▸ **TUGAS SINGKAT 1**:
Perbarui catatan berikut, mulai dari awal catatan hingga baris yang memuat "xmin=0 ymin=0 xmax=107 ymax=27", kedua ujungnya termasuk. Ganti "detector" dengan "finder" dan biarkan bagian lainnya tidak berubah.

▸ **KUTIPAN TERPILIH**:
○ ○ ○

Tulisan ini merupakan outline dari beberapa bacaan untuk pengajuan ide kajian tugas akhir (ditulis 3 tahun yang lalu)
Arkeologi kota yang menempatkan kota Makassar
sebagai objek kajian, telah ramai dilakukan beberapa tahun terakhir. Sebutlah
misalnya Syaharuddin Manysur, yang mencoba mengungkap aspek keruangan kota
Makassar di era kolonial Belanda, serta penelitian yang dilakukan oleh
Asmunandar yang mencoba menggali aspek-aspek penting dari bangunan peninggalan kolonial
Belanda.
Asmunandar (2005) dalam tesisnya yang berjudul “Membangun Identitas Masyarakat Melalui Kota
Kuna Makassar”, menjelaskan bahwa sebaran bangunan era kolonial Belanda
yang masih bisa ditemui hingga saat ini, terdiri dari bangunan pemerintahan,
pendidikan, perumahan, ibadah, militer, pendidikan, perdagangan, social/hiburan
dan kesehatan.
Makassar
Dalam Arkeologi: Identitas yang melekat.

○ ○ ○

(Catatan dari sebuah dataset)
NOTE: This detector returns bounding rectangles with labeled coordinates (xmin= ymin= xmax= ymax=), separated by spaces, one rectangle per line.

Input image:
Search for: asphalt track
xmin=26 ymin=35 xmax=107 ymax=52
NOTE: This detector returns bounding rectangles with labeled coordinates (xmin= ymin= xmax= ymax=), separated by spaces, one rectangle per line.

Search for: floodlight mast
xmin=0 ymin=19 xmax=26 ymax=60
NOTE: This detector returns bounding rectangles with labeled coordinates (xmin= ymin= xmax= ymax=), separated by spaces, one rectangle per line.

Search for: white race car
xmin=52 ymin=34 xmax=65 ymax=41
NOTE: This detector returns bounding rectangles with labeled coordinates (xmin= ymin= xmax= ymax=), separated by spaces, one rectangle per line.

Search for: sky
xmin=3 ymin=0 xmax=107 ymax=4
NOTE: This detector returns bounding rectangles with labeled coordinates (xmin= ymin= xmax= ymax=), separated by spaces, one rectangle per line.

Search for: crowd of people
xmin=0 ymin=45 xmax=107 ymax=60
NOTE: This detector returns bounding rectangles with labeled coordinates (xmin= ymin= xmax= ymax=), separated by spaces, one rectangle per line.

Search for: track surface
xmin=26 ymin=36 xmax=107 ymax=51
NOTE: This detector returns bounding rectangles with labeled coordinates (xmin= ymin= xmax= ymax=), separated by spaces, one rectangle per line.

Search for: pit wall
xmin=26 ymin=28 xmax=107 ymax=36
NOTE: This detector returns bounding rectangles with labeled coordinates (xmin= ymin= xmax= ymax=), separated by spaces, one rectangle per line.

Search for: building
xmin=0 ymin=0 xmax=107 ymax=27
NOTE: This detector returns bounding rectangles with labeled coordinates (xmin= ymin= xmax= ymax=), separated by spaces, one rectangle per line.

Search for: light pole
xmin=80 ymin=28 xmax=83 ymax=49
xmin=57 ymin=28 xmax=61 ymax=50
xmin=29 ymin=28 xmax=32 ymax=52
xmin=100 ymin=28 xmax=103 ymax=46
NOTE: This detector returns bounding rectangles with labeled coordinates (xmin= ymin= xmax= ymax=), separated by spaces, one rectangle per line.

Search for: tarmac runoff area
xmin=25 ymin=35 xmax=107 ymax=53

○ ○ ○

▸ **TUGAS SINGKAT 2**:
Apakah setiap pernyataan di bawah ini sesuai dengan tulisan tentang arkeologi kota Makassar? Jawab ya atau tidak dan kutip kata-kata penentunya dari tulisan itu.
(a) Tesis Asmunandar berasal dari tahun 2005.
(b) Syaharuddin Manysur meneliti aspek keruangan kota Makassar di era kolonial Portugis.
(c) Tulisan ini ditulis lima tahun yang lalu.

▸ **JAWABAN BENAR 1**:
NOTE: This finder returns bounding rectangles with labeled coordinates (xmin= ymin= xmax= ymax=), separated by spaces, one rectangle per line.

Input image:
Search for: asphalt track
xmin=26 ymin=35 xmax=107 ymax=52
NOTE: This finder returns bounding rectangles with labeled coordinates (xmin= ymin= xmax= ymax=), separated by spaces, one rectangle per line.

Search for: floodlight mast
xmin=0 ymin=19 xmax=26 ymax=60
NOTE: This finder returns bounding rectangles with labeled coordinates (xmin= ymin= xmax= ymax=), separated by spaces, one rectangle per line.

Search for: white race car
xmin=52 ymin=34 xmax=65 ymax=41
NOTE: This finder returns bounding rectangles with labeled coordinates (xmin= ymin= xmax= ymax=), separated by spaces, one rectangle per line.

Search for: sky
xmin=3 ymin=0 xmax=107 ymax=4
NOTE: This finder returns bounding rectangles with labeled coordinates (xmin= ymin= xmax= ymax=), separated by spaces, one rectangle per line.

Search for: crowd of people
xmin=0 ymin=45 xmax=107 ymax=60
NOTE: This finder returns bounding rectangles with labeled coordinates (xmin= ymin= xmax= ymax=), separated by spaces, one rectangle per line.

Search for: track surface
xmin=26 ymin=36 xmax=107 ymax=51
NOTE: This finder returns bounding rectangles with labeled coordinates (xmin= ymin= xmax= ymax=), separated by spaces, one rectangle per line.

Search for: pit wall
xmin=26 ymin=28 xmax=107 ymax=36
NOTE: This finder returns bounding rectangles with labeled coordinates (xmin= ymin= xmax= ymax=), separated by spaces, one rectangle per line.

Search for: building
xmin=0 ymin=0 xmax=107 ymax=27

▸ **JAWABAN BENAR 2**:
(a) Ya: "Asmunandar (2005) dalam tesisnya"
(b) Tidak: "mencoba mengungkap aspek keruangan kota Makassar di era kolonial Belanda"
(c) Tidak: "ditulis 3 tahun yang lalu"